* _Stated task_: Each line below must be set down exactly; omit any image you find.

* _Data rows_:
—————

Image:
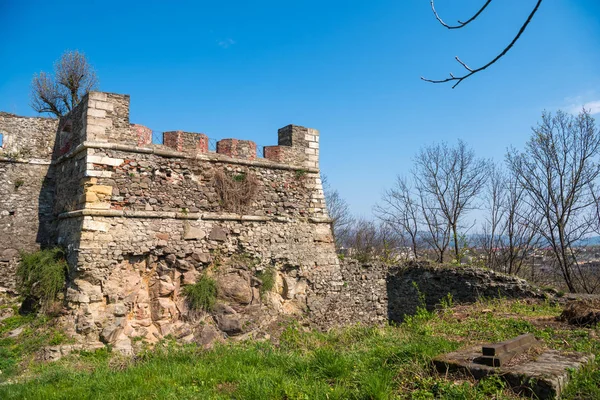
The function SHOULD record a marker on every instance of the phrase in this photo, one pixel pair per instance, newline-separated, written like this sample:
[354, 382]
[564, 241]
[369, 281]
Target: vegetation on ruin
[202, 295]
[267, 276]
[236, 192]
[41, 276]
[350, 363]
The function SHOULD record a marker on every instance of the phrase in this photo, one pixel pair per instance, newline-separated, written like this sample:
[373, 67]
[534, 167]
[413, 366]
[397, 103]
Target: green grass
[267, 276]
[356, 362]
[202, 295]
[17, 352]
[41, 275]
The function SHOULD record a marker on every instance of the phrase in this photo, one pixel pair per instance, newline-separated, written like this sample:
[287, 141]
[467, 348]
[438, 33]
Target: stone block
[100, 189]
[97, 96]
[103, 105]
[91, 225]
[191, 233]
[218, 234]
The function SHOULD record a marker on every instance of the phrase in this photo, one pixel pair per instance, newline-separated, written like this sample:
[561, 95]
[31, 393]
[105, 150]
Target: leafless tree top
[59, 94]
[471, 71]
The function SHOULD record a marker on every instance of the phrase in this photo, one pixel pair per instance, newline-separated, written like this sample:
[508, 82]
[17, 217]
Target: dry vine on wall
[236, 191]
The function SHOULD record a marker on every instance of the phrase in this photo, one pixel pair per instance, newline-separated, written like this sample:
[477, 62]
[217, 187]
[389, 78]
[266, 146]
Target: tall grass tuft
[42, 275]
[202, 295]
[268, 280]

—————

* _Correct result_:
Image:
The function SHOULD record a marker on every instance of the phrase in this photo, one pixel pair per instance, newline-separated, written like this sample:
[354, 382]
[564, 241]
[369, 281]
Target: vegetation on ruin
[202, 295]
[267, 276]
[236, 192]
[41, 276]
[350, 363]
The function SHOULD record a marker on every instance of the phrase in this photo, one pixel pair per instance, newline-separated, written like this sample:
[373, 67]
[534, 167]
[413, 366]
[397, 103]
Target: green grass
[267, 276]
[356, 362]
[202, 295]
[17, 352]
[41, 275]
The function SHOULD record a marker on every instance of the phrase in this photo, one pixel pair per instance, newline-separated, written like this sample:
[287, 141]
[467, 348]
[438, 33]
Target: stone block
[100, 189]
[97, 96]
[103, 105]
[91, 225]
[191, 233]
[218, 234]
The function SHOULD record a marker on every instance of the phrase in this photo, one pixel pair per instance, newline-separated, written like this sample:
[561, 95]
[31, 393]
[105, 150]
Target: leafless tree top
[59, 94]
[471, 71]
The function SHOULD record a marker on every instance of the phrase in this photo, one pixel pair per instance, newline-separated, written like this sample:
[508, 82]
[17, 217]
Target: dry vine on wall
[236, 191]
The function SHOULD record a marker on every instance of the phrase in this photo, one pixel pair per instance, newline-separated, written like this sample:
[477, 62]
[217, 187]
[389, 78]
[266, 146]
Target: tall grass tuft
[42, 275]
[202, 295]
[268, 280]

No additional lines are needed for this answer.